╔══

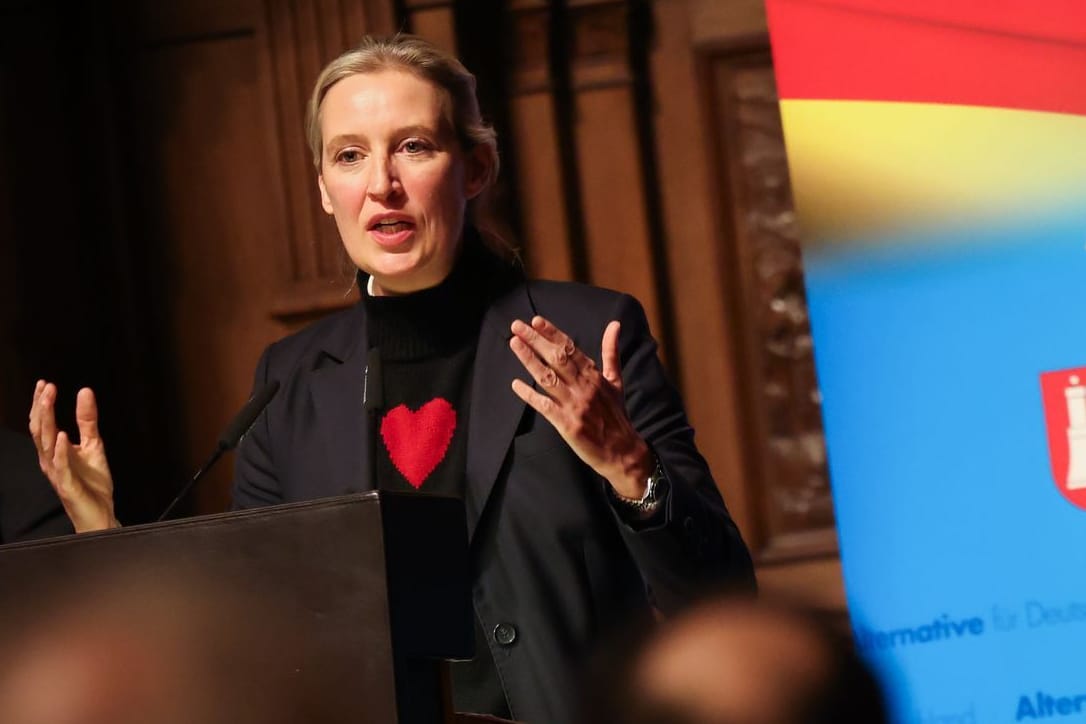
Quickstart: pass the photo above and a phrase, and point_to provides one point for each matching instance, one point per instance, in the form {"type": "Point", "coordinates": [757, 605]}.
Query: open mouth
{"type": "Point", "coordinates": [392, 226]}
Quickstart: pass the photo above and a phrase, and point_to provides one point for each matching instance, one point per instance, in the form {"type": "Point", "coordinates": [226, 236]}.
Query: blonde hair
{"type": "Point", "coordinates": [427, 62]}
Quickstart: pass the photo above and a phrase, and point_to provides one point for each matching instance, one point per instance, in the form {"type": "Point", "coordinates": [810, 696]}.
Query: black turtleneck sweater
{"type": "Point", "coordinates": [427, 342]}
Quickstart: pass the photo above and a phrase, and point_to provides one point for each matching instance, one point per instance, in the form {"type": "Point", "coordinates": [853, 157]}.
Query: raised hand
{"type": "Point", "coordinates": [584, 404]}
{"type": "Point", "coordinates": [79, 473]}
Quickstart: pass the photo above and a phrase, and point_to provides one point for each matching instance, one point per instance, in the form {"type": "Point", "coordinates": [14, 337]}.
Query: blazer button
{"type": "Point", "coordinates": [505, 634]}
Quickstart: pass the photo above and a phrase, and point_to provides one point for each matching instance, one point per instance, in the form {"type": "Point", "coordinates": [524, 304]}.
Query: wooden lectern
{"type": "Point", "coordinates": [377, 585]}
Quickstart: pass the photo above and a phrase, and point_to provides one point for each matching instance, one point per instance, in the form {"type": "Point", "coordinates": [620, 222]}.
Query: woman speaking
{"type": "Point", "coordinates": [541, 404]}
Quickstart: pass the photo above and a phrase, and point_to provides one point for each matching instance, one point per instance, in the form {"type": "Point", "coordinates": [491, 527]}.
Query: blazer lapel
{"type": "Point", "coordinates": [340, 423]}
{"type": "Point", "coordinates": [495, 408]}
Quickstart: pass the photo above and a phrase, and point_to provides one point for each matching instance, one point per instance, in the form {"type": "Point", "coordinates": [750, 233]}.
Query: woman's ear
{"type": "Point", "coordinates": [326, 201]}
{"type": "Point", "coordinates": [478, 169]}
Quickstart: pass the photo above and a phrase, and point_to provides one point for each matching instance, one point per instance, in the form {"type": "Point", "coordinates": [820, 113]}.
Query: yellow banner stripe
{"type": "Point", "coordinates": [861, 167]}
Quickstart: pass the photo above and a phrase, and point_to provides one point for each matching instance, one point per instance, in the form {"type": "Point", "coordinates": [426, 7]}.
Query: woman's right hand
{"type": "Point", "coordinates": [79, 473]}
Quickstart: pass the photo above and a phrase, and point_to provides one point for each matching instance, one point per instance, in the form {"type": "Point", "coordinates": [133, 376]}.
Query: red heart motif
{"type": "Point", "coordinates": [417, 441]}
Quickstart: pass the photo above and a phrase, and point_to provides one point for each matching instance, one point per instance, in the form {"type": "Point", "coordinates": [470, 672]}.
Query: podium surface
{"type": "Point", "coordinates": [369, 589]}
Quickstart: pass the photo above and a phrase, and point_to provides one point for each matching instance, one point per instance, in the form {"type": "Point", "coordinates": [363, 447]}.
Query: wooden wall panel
{"type": "Point", "coordinates": [535, 137]}
{"type": "Point", "coordinates": [216, 213]}
{"type": "Point", "coordinates": [706, 354]}
{"type": "Point", "coordinates": [299, 39]}
{"type": "Point", "coordinates": [226, 186]}
{"type": "Point", "coordinates": [742, 334]}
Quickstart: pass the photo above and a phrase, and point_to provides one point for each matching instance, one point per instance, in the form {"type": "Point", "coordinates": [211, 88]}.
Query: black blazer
{"type": "Point", "coordinates": [28, 506]}
{"type": "Point", "coordinates": [553, 561]}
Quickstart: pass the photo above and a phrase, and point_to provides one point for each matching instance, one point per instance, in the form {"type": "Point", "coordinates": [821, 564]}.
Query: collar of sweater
{"type": "Point", "coordinates": [434, 321]}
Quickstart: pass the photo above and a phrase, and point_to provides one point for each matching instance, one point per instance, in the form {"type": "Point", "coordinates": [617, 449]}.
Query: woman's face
{"type": "Point", "coordinates": [395, 179]}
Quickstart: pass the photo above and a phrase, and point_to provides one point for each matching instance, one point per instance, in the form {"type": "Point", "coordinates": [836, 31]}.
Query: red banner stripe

╚══

_The request_.
Transcribe the whole listing exactly. Pictures are excluded.

_Exercise solution_.
Quickstart: pass the photo above and a phrase, and point_to provides one point for each matching instance, one point per instance, in the form {"type": "Point", "coordinates": [757, 605]}.
Query: open mouth
{"type": "Point", "coordinates": [392, 226]}
Quickstart: pass the photo above and a phrase, and point_to provides one point for each matching instance, one point per instance, in the form {"type": "Point", "coordinates": [226, 236]}.
Query: blonde hair
{"type": "Point", "coordinates": [427, 62]}
Quickstart: pass the photo above and a phrase, and point_to provides one point for each matching instance, one point per instance, in the form {"type": "Point", "coordinates": [810, 696]}.
Query: black turtleneck sweater
{"type": "Point", "coordinates": [427, 342]}
Quickstart: pass the photo above and a phrase, and point_to provides one point for each matching instance, one point per instance, in the form {"type": "Point", "coordinates": [853, 157]}.
Query: raised hand
{"type": "Point", "coordinates": [584, 404]}
{"type": "Point", "coordinates": [79, 473]}
Quickstart: pass the photo above and a phrase, and point_to provides one point for each matching instance, one point per instance, in the form {"type": "Point", "coordinates": [14, 337]}.
Query: blazer button
{"type": "Point", "coordinates": [505, 634]}
Quickstart: pass the photo above and a phrase, and point_to provides one point for each matching instance, one point per instance, in the form {"type": "Point", "coordinates": [524, 304]}.
Query: wooden lectern
{"type": "Point", "coordinates": [377, 585]}
Quickstart: pass the photo above and a phrase, and point_to provides one point for each matching instance, one point per instance, in the form {"type": "Point", "coordinates": [620, 222]}.
Query: woman speaking
{"type": "Point", "coordinates": [541, 404]}
Quickstart: pass the photo above and a phrase, and point_to provides one point for each matching instance, one point per instance, in the form {"type": "Point", "coordinates": [491, 527]}.
Query: blazer lapel
{"type": "Point", "coordinates": [340, 423]}
{"type": "Point", "coordinates": [495, 408]}
Quickstart: pass the photo above and a phrase, and point_to provides one point for each matching instance, one point per instance, in the form {"type": "Point", "coordinates": [750, 233]}.
Query: woman's ear
{"type": "Point", "coordinates": [326, 201]}
{"type": "Point", "coordinates": [478, 169]}
Quickstart: pass the photo above and a phrase, and point_to provides one point for each matching instance, one point per instance, in the form {"type": "Point", "coordinates": [820, 113]}.
Query: yellow banner stripe
{"type": "Point", "coordinates": [861, 167]}
Quickstart: pass the photo above and a phrase, and point_to provides one point for each matching instance, one point per instance, in the form {"type": "Point", "coordinates": [426, 7]}.
Query: woman's right hand
{"type": "Point", "coordinates": [79, 473]}
Quickstart: pass the photo above and a phrase, and point_to provides one point for each matching instance, one point per instance, in the form {"type": "Point", "coordinates": [133, 376]}.
Query: red heart motif
{"type": "Point", "coordinates": [417, 441]}
Quickstart: pass the photo above and a phrase, and point_to provides one point for each matching instance, one point per instance, in the form {"type": "Point", "coordinates": [470, 672]}.
Query: podium surface
{"type": "Point", "coordinates": [369, 589]}
Quickstart: pass the photo above and a phrase, and point_to provides one point for each matching instance, one point per instance, in the form {"type": "Point", "coordinates": [363, 447]}.
Query: wooden wall panel
{"type": "Point", "coordinates": [535, 137]}
{"type": "Point", "coordinates": [216, 213]}
{"type": "Point", "coordinates": [706, 354]}
{"type": "Point", "coordinates": [299, 39]}
{"type": "Point", "coordinates": [226, 186]}
{"type": "Point", "coordinates": [742, 334]}
Quickstart: pass the photo above and a phrase, and point_to provides one point for each matching instance, one point per instance, in the form {"type": "Point", "coordinates": [211, 88]}.
Query: black blazer
{"type": "Point", "coordinates": [28, 506]}
{"type": "Point", "coordinates": [553, 561]}
Quickstart: pass the photo above and a phrase, and point_to provides one point for each matching instance, one point per instance, in the form {"type": "Point", "coordinates": [821, 564]}.
Query: collar of sweater
{"type": "Point", "coordinates": [434, 321]}
Quickstart: pass the photo above and a phrase, and point_to provides one point for each matching instance, one point per instance, in the form {"type": "Point", "coordinates": [617, 449]}.
Query: woman's face
{"type": "Point", "coordinates": [395, 179]}
Quickstart: pass the photo above and a phrase, and point_to provides one point for each matching instance, one point per instance, in the form {"type": "Point", "coordinates": [836, 31]}.
Query: red banner stripe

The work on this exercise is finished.